Extracted data entries

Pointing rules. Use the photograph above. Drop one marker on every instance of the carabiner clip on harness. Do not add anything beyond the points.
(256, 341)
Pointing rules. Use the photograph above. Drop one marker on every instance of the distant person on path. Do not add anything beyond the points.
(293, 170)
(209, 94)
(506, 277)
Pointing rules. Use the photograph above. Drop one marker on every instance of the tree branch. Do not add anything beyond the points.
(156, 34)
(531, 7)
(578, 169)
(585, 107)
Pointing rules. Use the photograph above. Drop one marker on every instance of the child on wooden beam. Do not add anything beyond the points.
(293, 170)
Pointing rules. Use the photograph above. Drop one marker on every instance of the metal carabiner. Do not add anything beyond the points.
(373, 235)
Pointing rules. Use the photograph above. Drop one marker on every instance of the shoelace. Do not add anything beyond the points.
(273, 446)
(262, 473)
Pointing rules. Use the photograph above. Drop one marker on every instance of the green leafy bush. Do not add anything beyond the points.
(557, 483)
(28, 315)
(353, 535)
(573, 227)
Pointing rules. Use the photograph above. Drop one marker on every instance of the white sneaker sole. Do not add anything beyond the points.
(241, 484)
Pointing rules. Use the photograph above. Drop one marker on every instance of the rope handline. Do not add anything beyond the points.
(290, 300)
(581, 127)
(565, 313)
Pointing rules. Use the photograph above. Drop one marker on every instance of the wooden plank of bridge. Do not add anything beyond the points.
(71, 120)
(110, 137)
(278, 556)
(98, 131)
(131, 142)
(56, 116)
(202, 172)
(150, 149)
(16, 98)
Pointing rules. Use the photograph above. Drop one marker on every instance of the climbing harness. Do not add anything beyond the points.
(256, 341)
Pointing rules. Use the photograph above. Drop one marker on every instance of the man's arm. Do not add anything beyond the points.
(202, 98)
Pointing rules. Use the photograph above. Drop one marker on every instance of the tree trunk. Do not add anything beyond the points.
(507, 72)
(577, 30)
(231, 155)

> [TASK GOAL] Please output the complete set of records above without any alteration.

> [TASK OUTPUT]
Pointing rules. Use the photograph above. Drop one marker on every instance of the carabiner clip on harness. Do not add anything beyond the points.
(256, 341)
Pointing rules. Use the photograph above. Drop one marker on every instance of the distant person on path. Do not add anything beyond the points.
(293, 170)
(209, 94)
(506, 277)
Pointing rules. Use the photograph above. Drop one marker on every instance of the tree branch. Do not add anything beyond the points.
(156, 34)
(531, 7)
(578, 169)
(585, 107)
Pointing rules. Use the photograph above. Drop one marker on every instance of the child on wooden beam. Do not add anything beyond the points.
(293, 170)
Pointing rules. Use the photograph above. Drop one marker on every instance of the metal carabiner. Do not add anything beyond the points.
(373, 235)
Pointing rules. Use the photograph above. Drop one marker on every instance of the shoelace. Do not add anything beyond the points.
(273, 446)
(262, 473)
Pointing rules. Use the photograph above. Drop one marker on every instance of the green leafy bush. Do not add anything beyond the points.
(557, 483)
(28, 315)
(353, 535)
(573, 227)
Pointing rules. Use the photograph above. Drop one marker on every instance of the white sneaker sole. Do not add anything beyond the points.
(241, 484)
Pointing rules. Use the photograph above. Drop one marker on every instance of the rope handline. Do not add anything beyond the points.
(290, 300)
(581, 127)
(565, 313)
Pointing rules. Use the photograph above. Drop one marker on every instance of the wooden plank of bridge. Do not add anything beyond the points.
(71, 120)
(110, 137)
(278, 556)
(98, 131)
(131, 142)
(56, 116)
(202, 172)
(150, 149)
(16, 98)
Pointing rules. Use the photograph above. Drop one marker on every instance of the climbing harness. Do not add anything beyond the points.
(256, 341)
Pointing rules. Use the photograph above. Drop one marker on every instance of the man's arm. Do not add anything beyond the points.
(202, 98)
Pointing rules. Use the photograph above. Drop one marker on every instance of the tree trunk. Do not add anything beyond the points.
(507, 72)
(577, 30)
(231, 155)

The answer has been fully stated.